***** Records for this exercise *****

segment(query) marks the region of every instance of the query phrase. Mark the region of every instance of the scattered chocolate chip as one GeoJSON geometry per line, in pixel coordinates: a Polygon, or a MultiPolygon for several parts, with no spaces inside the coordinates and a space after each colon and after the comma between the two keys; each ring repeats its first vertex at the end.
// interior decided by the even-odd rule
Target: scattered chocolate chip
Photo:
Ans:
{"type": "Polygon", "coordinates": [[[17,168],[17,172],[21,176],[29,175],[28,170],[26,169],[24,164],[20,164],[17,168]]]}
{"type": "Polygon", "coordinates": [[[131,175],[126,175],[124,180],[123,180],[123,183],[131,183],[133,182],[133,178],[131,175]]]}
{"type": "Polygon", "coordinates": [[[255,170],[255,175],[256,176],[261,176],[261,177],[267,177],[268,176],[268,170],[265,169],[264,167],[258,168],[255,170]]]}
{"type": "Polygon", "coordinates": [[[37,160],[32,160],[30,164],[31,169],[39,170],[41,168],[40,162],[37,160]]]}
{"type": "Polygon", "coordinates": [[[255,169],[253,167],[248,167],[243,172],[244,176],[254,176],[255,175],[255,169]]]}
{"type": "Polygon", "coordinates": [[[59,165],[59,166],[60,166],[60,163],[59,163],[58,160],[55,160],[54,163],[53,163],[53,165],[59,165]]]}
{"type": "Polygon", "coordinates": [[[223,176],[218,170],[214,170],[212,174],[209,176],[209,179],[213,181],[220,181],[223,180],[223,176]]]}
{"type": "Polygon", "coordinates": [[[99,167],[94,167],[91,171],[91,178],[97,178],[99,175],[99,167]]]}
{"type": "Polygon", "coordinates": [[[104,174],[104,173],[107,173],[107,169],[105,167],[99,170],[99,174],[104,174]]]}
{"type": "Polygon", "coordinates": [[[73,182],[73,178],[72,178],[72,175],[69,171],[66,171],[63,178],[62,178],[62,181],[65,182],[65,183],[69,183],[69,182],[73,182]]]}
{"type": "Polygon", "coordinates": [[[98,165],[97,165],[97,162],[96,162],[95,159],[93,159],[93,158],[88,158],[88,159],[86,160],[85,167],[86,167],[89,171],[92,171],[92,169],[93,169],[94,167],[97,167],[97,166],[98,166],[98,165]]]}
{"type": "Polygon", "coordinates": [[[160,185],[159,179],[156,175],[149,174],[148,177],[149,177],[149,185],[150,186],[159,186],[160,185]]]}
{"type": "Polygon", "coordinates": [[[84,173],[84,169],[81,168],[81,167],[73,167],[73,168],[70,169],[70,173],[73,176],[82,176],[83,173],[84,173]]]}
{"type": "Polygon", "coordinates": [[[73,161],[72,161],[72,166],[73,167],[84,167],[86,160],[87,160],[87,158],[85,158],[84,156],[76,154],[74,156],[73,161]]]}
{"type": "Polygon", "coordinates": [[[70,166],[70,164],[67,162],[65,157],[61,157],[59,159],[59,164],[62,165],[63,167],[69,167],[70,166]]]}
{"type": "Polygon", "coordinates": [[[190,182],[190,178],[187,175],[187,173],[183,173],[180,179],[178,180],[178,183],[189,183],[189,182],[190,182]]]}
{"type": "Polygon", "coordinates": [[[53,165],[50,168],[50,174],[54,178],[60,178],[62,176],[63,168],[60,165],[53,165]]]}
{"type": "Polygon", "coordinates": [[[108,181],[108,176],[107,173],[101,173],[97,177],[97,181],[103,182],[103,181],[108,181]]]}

*****

Task description:
Make an exact copy of the listing, including every line.

Response:
segment(query) marks the region of every instance of the query phrase. Mark the region of every instance of the scattered chocolate chip as one GeoJSON geometry per line, in pixel coordinates: a Polygon, or a MultiPolygon for several parts, with no spaces inside the coordinates and a space after each colon and after the comma between the two keys; each ring repeats its first vertex at the end.
// interior decided by the even-odd rule
Target: scattered chocolate chip
Photo:
Ans:
{"type": "Polygon", "coordinates": [[[17,168],[17,172],[21,176],[29,175],[28,170],[26,169],[24,164],[20,164],[17,168]]]}
{"type": "Polygon", "coordinates": [[[131,175],[126,175],[124,180],[123,180],[123,183],[131,183],[133,182],[133,178],[131,175]]]}
{"type": "Polygon", "coordinates": [[[255,170],[255,175],[256,176],[261,176],[261,177],[267,177],[268,176],[268,170],[265,169],[264,167],[258,168],[255,170]]]}
{"type": "Polygon", "coordinates": [[[37,160],[32,160],[30,164],[31,169],[39,170],[41,168],[40,162],[37,160]]]}
{"type": "Polygon", "coordinates": [[[255,169],[253,167],[248,167],[243,172],[244,176],[254,176],[255,175],[255,169]]]}
{"type": "Polygon", "coordinates": [[[59,165],[59,166],[60,166],[60,163],[59,163],[58,160],[55,160],[54,163],[53,163],[53,165],[59,165]]]}
{"type": "Polygon", "coordinates": [[[223,176],[218,170],[214,170],[212,174],[209,176],[209,179],[213,181],[220,181],[223,180],[223,176]]]}
{"type": "Polygon", "coordinates": [[[99,167],[94,167],[91,171],[91,178],[97,178],[99,175],[99,167]]]}
{"type": "Polygon", "coordinates": [[[104,174],[104,173],[107,173],[107,169],[105,167],[99,170],[99,174],[104,174]]]}
{"type": "Polygon", "coordinates": [[[73,182],[73,178],[72,178],[72,175],[69,171],[66,171],[63,178],[62,178],[62,181],[65,182],[65,183],[69,183],[69,182],[73,182]]]}
{"type": "Polygon", "coordinates": [[[98,165],[97,165],[97,162],[96,162],[95,159],[93,159],[93,158],[88,158],[88,159],[86,160],[85,167],[86,167],[89,171],[92,171],[92,169],[93,169],[94,167],[97,167],[97,166],[98,166],[98,165]]]}
{"type": "Polygon", "coordinates": [[[160,185],[159,179],[156,175],[149,174],[148,177],[149,177],[149,185],[150,186],[159,186],[160,185]]]}
{"type": "Polygon", "coordinates": [[[84,173],[84,169],[81,168],[81,167],[73,167],[73,168],[70,169],[70,173],[73,176],[82,176],[83,173],[84,173]]]}
{"type": "Polygon", "coordinates": [[[73,161],[72,161],[72,166],[73,167],[84,167],[86,160],[87,160],[87,158],[85,158],[84,156],[76,154],[74,156],[73,161]]]}
{"type": "Polygon", "coordinates": [[[70,166],[70,164],[67,162],[65,157],[61,157],[59,159],[59,164],[62,165],[63,167],[69,167],[70,166]]]}
{"type": "Polygon", "coordinates": [[[190,182],[190,178],[187,175],[187,173],[183,173],[180,179],[178,180],[178,183],[189,183],[189,182],[190,182]]]}
{"type": "Polygon", "coordinates": [[[53,165],[50,168],[50,174],[54,178],[60,178],[62,176],[63,168],[60,165],[53,165]]]}
{"type": "Polygon", "coordinates": [[[108,181],[108,176],[107,173],[101,173],[97,177],[97,181],[103,182],[103,181],[108,181]]]}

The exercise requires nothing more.